SOURCE TEXT:
After FNM, I went back and started surfing Magic Online for Modern lists, as I’ve begun my descent into the world of Modern; however, on my way to the Modern section, I happened across some of the most recent Standard results listings and decided to make a minor detour.

I happened across a couple of lists; one of which was Luis Scott-Vargas U/B Control and also Pat Cox most up-to-date version of U/B Control.

Both of which were running maindeck Curse of Death’s Hold.

Which got me thinking; why am I not running the card again?

Earlier this week, I happened across Shaheen Soorani article talking about his U/B Control list and how he feels very favored in the U/W Delver matchup because of Curse of Death’s Hold in the maindeck. (Well, obviously, you’re running four of those things!). Nothing new there. However, what convinced me was actually a little snippet he adds when talking about the Wolf Run matchup. When I’d first considered the match, I thought about how Curse is a very dead card against Titans and Thrun. For some reason, and don’t ask me why, I didn’t even consider the fact that it shuts off Inkmoth Nexus (Matt insists he told me, but if he did, he must have muttered it under his breath, as I swear I never heard it!).

Of course! A resolved Curse will essentially win you the Wolf Run matchup!

I know that sounds like a bold statement, but hear me out. Once you’ve shut off Inkmoth Nexus as a mode of attack for the Wolf Run player, their scariest card (Primeval Titan; don’t fool yourself, Thrun isn’t scary against the current build of U/B Control) is nothing more than a six mana 5/5 trampler. Come on, U/B control eats dumb beaters like that for breakfast!

Once you turn their deck into a bunch of six-mana 5/5’s and four mana 3/3’s, the matchup becomes remarkably simple.

That was it. That was the selling point for me. Between the U/W and Wolf Run matches, Curse was definitely In like Flynn.

The other issue? Actually winning the game against the U/W Haunt decks. Against pretty much anything else, Nephalia Drownyard would go the distance after you’d ground them out.  Against Haunt decks, you had to make sure to remove their Haunt before you could even begin to Drown them out. Unfortunately, your other “wincons” cost six mana and were perfect targets for Vapor Snag. Now, if one resolved and stuck, you won, but that happening once in every six games was optimistic at best. Post board, they can even bring in Phantasmal Image to copy your weapon of choice.

You know what can’t be Vapor Snagged, costs six, and wins you the game against Delver decks?

Sorin Markov.

You know what else can’t be Vapor Snagged?

Karn Liberated.

Seriously, when I was going over different options for going (essentially) creatureless, I was thinking about cards like Batterskull, but even that can be vulnerable to Vapor Snag. I’d read Sorin Markov in a list in (I think) a Kibler article talking about how it could be good against Delver decks. After thinking about it, of course it’d be good! Sorin’s Thirst every turn? Essentially six starting loyalty? Invulnerable to Vapor Snag?

GIVEN RECORDS:

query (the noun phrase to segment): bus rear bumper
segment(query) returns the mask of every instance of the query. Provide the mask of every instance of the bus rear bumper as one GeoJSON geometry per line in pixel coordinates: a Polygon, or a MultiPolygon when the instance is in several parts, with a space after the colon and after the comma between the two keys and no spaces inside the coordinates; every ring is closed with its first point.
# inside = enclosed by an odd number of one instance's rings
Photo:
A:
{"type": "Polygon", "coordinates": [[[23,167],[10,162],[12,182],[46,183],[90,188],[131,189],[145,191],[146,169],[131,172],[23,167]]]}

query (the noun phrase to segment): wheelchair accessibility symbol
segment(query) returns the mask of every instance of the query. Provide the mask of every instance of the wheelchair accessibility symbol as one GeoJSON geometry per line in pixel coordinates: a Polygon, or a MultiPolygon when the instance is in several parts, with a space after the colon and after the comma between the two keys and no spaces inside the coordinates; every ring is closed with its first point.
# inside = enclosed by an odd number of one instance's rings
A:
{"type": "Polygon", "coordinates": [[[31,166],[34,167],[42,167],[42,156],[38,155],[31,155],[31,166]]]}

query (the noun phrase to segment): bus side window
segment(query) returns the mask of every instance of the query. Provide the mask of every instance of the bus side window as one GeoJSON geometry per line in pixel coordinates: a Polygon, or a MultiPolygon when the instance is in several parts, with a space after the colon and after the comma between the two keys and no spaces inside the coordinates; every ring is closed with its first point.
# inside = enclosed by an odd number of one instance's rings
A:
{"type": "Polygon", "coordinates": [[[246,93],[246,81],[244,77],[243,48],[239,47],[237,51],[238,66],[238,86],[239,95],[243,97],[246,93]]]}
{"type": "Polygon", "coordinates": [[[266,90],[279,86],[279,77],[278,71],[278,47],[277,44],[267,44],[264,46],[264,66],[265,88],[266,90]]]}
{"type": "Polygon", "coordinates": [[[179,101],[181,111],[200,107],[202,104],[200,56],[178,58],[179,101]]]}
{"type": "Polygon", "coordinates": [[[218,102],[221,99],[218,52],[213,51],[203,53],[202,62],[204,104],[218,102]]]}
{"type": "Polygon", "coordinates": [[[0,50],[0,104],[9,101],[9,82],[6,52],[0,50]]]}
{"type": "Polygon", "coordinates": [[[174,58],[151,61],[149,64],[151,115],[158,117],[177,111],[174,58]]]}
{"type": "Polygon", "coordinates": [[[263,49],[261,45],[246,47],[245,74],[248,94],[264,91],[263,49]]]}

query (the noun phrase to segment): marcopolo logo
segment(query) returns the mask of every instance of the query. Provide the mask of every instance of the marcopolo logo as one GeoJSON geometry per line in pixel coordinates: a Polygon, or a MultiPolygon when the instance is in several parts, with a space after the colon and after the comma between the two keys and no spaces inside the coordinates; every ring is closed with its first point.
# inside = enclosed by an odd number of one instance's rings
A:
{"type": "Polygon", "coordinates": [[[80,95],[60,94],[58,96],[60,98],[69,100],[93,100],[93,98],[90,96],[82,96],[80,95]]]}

BRIEF: Extend the article on U/B Control in Magic, picking up right after its final paragraph.

RESULT FOR THIS TASK:
Sign me up!

As I thought more about it, I didn’t mind the card in the control matchups, even though it wasn’t as good as, say, a resolved Consecrated Sphinx. It’s a six-turn clock (less if Snapcaster is involved) if that’s what you’re looking for, or a Mindslaver on a stick. Now, I’m not saying I keep it in for control, just that it’s not a dead card by any means. Even against Wolf Run decks, it can help keep a resolved Garruk Relentless in check (I know I’m reaching; however, if you’re able to grind them down and drop a Sorin on their face, you can still ramp up to Mindslaver levels, which will obviously wreck them if your other spells haven’t.)

Since I’m already close to being essentially creatureless, I don’t want a random Consecrated Sphinx either. Karn Liberated will take over games single-handed, so we go with that option.

This is what I would have played this past weekend in Orlando; I’m sure this list will change a bit after the results from Orlando come in, but this should be close to my 75 regardless:

I don’t usually post sideboards, as they’re metagame specific, but I think that I can go ahead and post this one. I’ll also include a quick sideboarding guide for you guys.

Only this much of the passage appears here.